Aufgabe A: Prüfe für jede der folgenden Aussagen, ob sie mit dem Textauszug übereinstimmt, und belege dein Ja oder Nein mit den entscheidenden Worten daraus als wörtlichem Zitat. (i) Im Textauszug wird ein 43-Zoll-Flachbildfernseher für 399 € erwähnt. (ii) Laut Textauszug ist schon das Wort „Lieferkette“ an sich problematisch. (iii) Laut Textauszug kommt auch Kleinkram mittlerweile in großen Mengen aus Asien.
Aufgabe B: Zähle, wie viele Zeilen der Liste die Zeichenfolge „cliff“ enthalten, und gib nur diese Zahl an.

━━ Textauszug ━━

302) Fabrik der Welt

Spätestens seit Anfang Corona, sollte der Begriff „Lieferkette“ in den deutschen Wohnzimmern angekommen sein. Das Wort ist erst einmal gar nicht problematisch, denn bestellt und geliefert wird schon seit Jahrhunderten. Neu, und sicher auch diskussionswürdig, sind die Lieferketten und damit auch Abhängigkeiten aus Fernost.

Dass unsere geliebten Apfel-Smartphones nicht im Silicon Valley zusammengeschraubt werden und dass ein 43“ Zoll Flat-TV für 399 € vermutlich nicht aus dem Stuttgarter Tal stammt, kann man sich auch denken. Aber auch ganz besonders der Kleinkram kommt mittlerweile in großen Mengen aus Asien. Und der wird dann gar nicht mehr „exklusiv“ für uns verpackt und in einen See-Container gepackt, nur weil wir hier aufs Knöpfchen drücken. Nein, das Zeug ist schon hier im Land, weil einfach pausenlos geliefert wird. In „Kette“ halt.

━━━
━━ Eingabedaten ━━

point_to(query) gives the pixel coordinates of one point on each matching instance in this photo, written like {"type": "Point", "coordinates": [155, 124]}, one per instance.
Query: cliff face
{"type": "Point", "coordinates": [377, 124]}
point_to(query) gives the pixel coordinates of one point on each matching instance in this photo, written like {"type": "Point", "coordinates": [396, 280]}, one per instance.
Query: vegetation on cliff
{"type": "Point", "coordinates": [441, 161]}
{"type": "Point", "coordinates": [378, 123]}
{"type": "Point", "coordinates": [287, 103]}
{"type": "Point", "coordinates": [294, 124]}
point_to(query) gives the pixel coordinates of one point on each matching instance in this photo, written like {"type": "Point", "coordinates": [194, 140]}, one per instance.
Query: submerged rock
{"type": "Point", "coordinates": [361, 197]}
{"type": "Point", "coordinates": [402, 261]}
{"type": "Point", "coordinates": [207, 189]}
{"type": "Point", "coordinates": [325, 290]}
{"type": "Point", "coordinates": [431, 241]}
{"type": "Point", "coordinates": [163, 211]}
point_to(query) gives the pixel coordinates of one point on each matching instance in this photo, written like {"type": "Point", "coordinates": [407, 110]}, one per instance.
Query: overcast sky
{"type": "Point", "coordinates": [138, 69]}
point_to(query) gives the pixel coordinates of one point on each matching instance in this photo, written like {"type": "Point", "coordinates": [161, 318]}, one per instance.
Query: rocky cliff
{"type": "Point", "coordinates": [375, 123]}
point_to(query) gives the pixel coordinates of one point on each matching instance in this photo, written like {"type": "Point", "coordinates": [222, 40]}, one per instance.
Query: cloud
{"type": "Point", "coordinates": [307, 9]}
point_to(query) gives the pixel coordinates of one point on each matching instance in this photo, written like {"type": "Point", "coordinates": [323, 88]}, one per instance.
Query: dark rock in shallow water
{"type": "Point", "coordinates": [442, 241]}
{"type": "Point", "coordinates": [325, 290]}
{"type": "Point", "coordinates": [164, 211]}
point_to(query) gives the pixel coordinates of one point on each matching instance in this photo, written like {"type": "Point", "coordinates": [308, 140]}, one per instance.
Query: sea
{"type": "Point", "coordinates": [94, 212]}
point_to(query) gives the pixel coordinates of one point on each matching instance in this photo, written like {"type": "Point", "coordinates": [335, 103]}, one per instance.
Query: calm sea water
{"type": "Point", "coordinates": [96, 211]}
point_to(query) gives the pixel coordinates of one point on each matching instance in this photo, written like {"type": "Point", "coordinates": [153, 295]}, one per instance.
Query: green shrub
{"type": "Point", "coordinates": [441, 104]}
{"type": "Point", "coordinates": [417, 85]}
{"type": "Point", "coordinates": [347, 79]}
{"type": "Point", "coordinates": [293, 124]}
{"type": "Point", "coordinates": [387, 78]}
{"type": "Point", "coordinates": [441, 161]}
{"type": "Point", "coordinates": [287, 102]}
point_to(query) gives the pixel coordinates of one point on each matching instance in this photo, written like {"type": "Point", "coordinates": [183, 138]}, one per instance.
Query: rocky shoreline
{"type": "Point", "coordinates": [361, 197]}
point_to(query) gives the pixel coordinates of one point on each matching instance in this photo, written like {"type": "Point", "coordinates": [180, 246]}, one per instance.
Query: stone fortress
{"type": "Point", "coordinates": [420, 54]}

━━━

Ergebnis A:
(i) Ja: »ein 43“ Zoll Flat-TV für 399 €«
(ii) Nein: »Das Wort ist erst einmal gar nicht problematisch«
(iii) Ja: »Aber auch ganz besonders der Kleinkram kommt mittlerweile in großen Mengen aus Asien.«

Ergebnis B: 3